### Given request
Render the items below as a numbered list, starting at the line that contains "Point out every instance of the necklace" and continuing through the final line of the items, with blank lines omitted and the pictures excluded.

Start of Recorded information

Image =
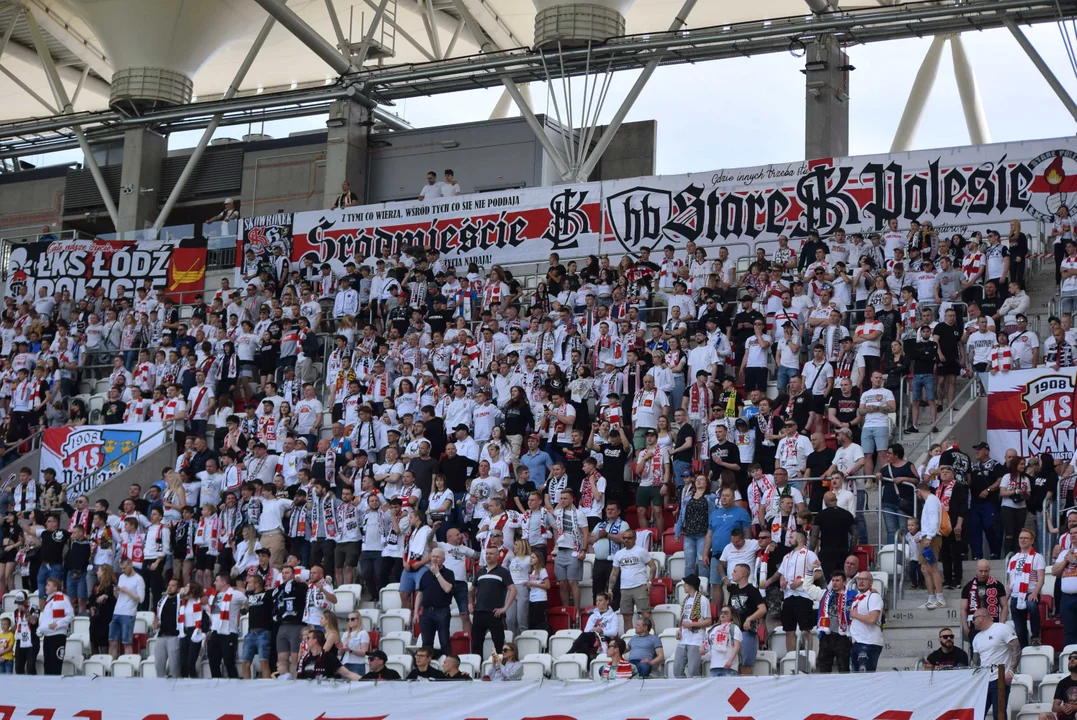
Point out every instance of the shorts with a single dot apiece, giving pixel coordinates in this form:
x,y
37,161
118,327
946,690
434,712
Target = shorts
x,y
409,579
204,561
288,638
346,554
256,645
645,496
122,629
936,548
949,368
567,566
797,611
875,438
77,586
923,383
634,600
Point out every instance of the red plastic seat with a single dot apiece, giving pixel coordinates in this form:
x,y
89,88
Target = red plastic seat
x,y
671,544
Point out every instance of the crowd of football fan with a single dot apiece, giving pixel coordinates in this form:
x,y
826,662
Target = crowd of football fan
x,y
472,446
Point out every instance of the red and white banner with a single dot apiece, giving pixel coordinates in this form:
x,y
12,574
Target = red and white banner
x,y
1033,412
910,695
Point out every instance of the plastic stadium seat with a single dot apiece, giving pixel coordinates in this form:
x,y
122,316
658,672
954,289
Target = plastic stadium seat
x,y
536,665
1036,662
561,641
1048,685
666,617
787,665
570,666
766,663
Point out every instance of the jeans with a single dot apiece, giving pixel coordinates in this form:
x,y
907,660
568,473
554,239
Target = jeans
x,y
862,523
435,620
864,658
1068,615
46,572
695,550
1023,618
894,519
981,518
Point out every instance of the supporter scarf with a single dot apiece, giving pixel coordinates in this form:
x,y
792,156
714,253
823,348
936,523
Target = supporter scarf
x,y
1021,566
791,524
131,548
80,518
991,596
699,400
208,534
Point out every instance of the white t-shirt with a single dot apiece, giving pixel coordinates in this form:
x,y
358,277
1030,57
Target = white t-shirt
x,y
721,638
880,396
756,353
862,632
992,645
746,555
633,566
797,565
694,636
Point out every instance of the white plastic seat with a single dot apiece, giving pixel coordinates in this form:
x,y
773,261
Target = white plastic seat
x,y
572,666
766,663
536,665
401,663
665,617
1033,710
561,641
369,618
788,662
394,620
389,598
1036,662
675,565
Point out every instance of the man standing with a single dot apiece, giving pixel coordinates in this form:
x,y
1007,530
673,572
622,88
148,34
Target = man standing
x,y
56,618
995,644
931,546
635,569
491,596
865,613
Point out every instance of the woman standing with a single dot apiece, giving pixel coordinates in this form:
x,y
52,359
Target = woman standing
x,y
1019,252
1015,491
102,603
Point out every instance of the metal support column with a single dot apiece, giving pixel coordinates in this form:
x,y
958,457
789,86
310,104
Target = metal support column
x,y
970,102
918,97
514,92
618,117
214,123
1041,66
826,99
308,36
61,99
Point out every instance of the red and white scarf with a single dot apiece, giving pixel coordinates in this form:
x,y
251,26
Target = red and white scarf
x,y
1021,567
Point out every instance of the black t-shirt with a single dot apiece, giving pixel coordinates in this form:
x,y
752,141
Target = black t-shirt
x,y
433,595
1066,691
745,601
324,665
613,465
260,609
949,339
682,436
491,589
834,525
52,547
948,661
843,407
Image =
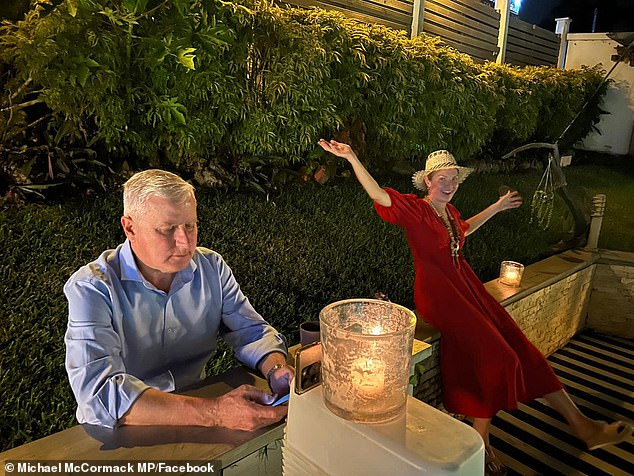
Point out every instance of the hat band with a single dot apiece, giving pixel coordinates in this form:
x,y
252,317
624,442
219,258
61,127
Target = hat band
x,y
444,166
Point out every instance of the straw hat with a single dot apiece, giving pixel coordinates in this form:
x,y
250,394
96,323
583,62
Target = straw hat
x,y
439,160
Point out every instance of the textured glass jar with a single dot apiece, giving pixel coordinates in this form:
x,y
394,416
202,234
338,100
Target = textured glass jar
x,y
511,273
366,355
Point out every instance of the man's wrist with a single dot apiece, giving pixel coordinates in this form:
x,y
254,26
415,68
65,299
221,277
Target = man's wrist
x,y
272,371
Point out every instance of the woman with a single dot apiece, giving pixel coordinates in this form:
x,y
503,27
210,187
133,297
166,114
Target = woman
x,y
487,363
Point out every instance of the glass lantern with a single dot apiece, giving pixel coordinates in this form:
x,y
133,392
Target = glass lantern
x,y
366,354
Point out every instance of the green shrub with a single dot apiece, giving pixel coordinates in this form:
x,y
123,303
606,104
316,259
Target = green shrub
x,y
205,86
292,255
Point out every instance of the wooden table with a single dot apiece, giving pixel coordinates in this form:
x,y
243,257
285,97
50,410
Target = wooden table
x,y
230,449
235,452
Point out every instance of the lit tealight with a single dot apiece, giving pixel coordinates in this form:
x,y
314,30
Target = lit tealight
x,y
511,273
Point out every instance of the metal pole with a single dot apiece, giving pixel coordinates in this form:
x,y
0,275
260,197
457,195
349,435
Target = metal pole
x,y
417,18
562,28
596,220
504,8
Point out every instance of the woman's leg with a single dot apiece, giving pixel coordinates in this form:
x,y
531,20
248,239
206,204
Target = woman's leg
x,y
594,433
492,465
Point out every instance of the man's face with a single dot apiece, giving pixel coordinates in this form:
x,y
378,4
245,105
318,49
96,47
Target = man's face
x,y
164,237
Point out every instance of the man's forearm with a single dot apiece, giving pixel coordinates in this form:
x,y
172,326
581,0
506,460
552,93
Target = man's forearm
x,y
154,407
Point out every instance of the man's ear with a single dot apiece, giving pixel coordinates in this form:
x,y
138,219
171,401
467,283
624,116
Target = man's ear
x,y
128,227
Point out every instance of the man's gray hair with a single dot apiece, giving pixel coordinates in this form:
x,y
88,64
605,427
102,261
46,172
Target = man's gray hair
x,y
154,183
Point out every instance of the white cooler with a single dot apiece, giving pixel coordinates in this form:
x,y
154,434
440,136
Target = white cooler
x,y
422,441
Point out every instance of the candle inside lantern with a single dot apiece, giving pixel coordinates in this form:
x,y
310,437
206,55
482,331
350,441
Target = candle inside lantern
x,y
368,377
511,273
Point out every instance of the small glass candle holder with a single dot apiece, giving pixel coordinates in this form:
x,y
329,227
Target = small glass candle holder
x,y
511,273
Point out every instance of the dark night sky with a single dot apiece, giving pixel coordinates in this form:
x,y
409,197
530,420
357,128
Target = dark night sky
x,y
612,15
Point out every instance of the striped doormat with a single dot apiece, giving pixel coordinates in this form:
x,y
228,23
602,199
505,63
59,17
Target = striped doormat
x,y
598,373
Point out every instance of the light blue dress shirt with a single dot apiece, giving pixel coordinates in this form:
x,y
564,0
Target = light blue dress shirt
x,y
124,335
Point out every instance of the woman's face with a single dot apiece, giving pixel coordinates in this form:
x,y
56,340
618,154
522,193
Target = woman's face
x,y
442,185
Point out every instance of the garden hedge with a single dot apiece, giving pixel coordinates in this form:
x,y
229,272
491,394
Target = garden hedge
x,y
214,88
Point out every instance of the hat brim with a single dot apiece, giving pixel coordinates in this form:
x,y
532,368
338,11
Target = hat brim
x,y
418,179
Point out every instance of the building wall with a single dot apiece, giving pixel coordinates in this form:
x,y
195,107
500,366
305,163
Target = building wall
x,y
617,127
611,309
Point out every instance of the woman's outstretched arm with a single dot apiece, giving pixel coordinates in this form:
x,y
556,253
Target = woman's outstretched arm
x,y
509,200
366,180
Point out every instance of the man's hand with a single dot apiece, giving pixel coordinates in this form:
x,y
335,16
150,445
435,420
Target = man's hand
x,y
246,408
280,381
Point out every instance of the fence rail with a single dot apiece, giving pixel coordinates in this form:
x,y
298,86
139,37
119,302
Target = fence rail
x,y
469,26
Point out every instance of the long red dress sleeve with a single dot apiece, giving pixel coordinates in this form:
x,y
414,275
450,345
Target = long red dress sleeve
x,y
487,363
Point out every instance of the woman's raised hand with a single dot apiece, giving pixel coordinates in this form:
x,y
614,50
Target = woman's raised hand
x,y
510,199
337,148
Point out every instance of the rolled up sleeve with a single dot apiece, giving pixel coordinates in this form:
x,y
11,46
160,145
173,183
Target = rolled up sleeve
x,y
97,374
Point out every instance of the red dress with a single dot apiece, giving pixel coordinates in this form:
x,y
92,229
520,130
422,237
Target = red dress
x,y
487,364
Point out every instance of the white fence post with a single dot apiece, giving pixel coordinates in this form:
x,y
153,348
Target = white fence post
x,y
417,18
504,8
562,28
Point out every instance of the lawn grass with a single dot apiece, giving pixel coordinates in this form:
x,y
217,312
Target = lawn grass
x,y
292,254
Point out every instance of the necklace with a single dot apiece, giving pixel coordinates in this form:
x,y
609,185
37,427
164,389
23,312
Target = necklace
x,y
452,230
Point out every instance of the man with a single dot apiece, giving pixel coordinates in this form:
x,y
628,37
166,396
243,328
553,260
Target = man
x,y
144,319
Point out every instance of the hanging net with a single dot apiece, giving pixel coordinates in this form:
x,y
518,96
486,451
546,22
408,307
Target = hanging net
x,y
544,198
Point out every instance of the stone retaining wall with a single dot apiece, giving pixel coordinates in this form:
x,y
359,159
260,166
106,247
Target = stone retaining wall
x,y
611,309
559,297
550,316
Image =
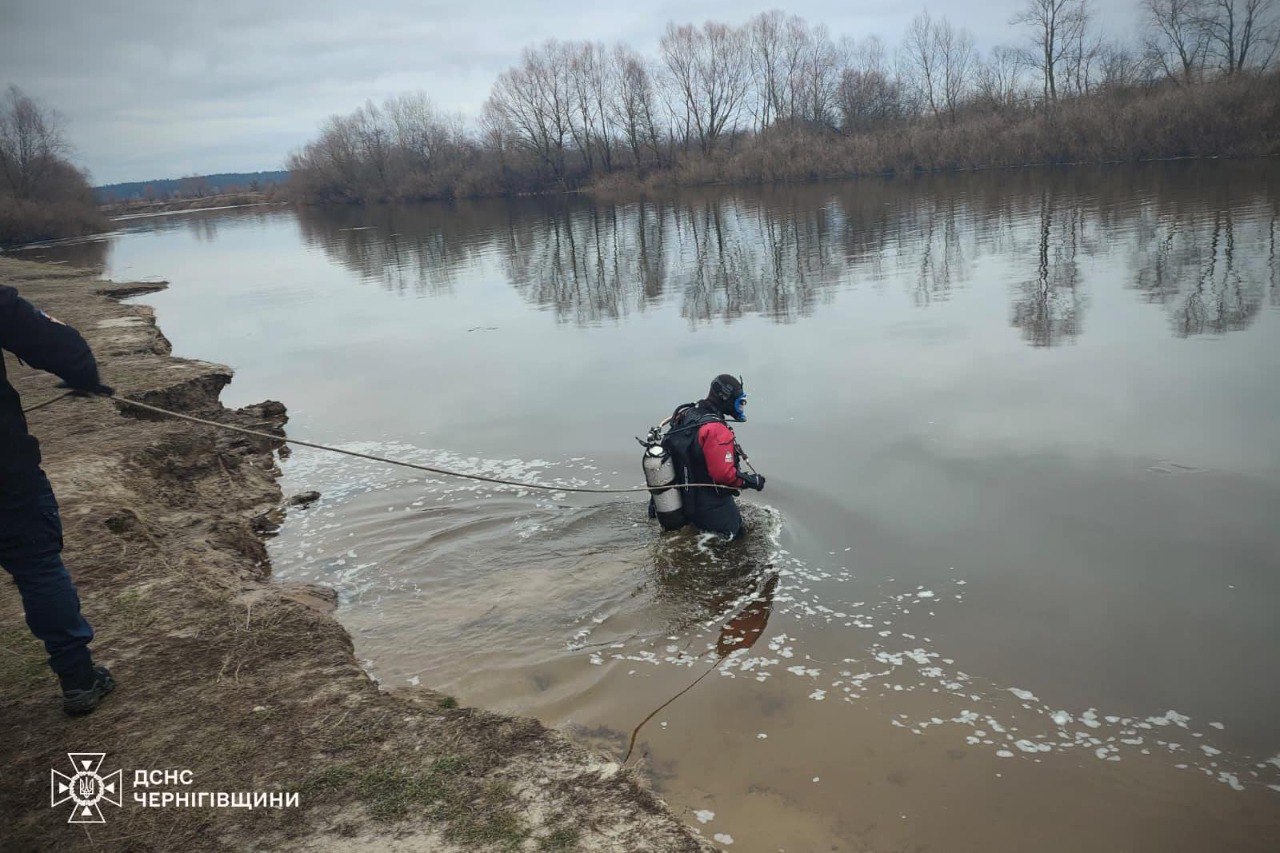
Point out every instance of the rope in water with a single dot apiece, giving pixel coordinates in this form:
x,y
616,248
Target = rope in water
x,y
51,400
429,469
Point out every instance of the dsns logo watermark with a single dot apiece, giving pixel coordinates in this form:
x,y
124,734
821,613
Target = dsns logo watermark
x,y
85,788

End of Recorded information

### Finished task
1. Point out every instance of the necklace with a single dot apiece, giving pixel coordinates in this form:
2. x,y
3. 609,185
4. 37,427
5. 164,389
6. 23,312
7. Target = necklace
8. x,y
9. 452,230
10. Point out every instance of the man with a single dot apiece, giving pixel coordinates in this form:
11. x,y
12. 628,37
13. 166,396
14. 243,328
15. 553,260
16. Target = man
17. x,y
18. 144,319
19. Point out every instance of the hanging net with a single dot apiece, giving pixel coordinates in this form:
20. x,y
21. 518,96
22. 486,451
23. 546,22
24. 408,307
25. Target = hanging net
26. x,y
27. 544,198
28. Point out every instance of the stone retaining wall with a single dot apiece, giving pixel coordinates in this form:
29. x,y
30. 359,159
31. 260,166
32. 106,247
33. Target = stone retaining wall
34. x,y
35. 611,309
36. 559,297
37. 550,316
38. Image =
39. Point out every instance of the rope in water with a single dot apiece, giving pixel coordinates in this form:
40. x,y
41. 616,248
42. Target = rope in water
43. x,y
44. 51,400
45. 429,469
46. Point out every instance of the dsns logo watermark with a single dot apiece, giving pixel coordinates in this form:
47. x,y
48. 124,734
49. 821,613
50. Target = dsns logo watermark
51. x,y
52. 85,788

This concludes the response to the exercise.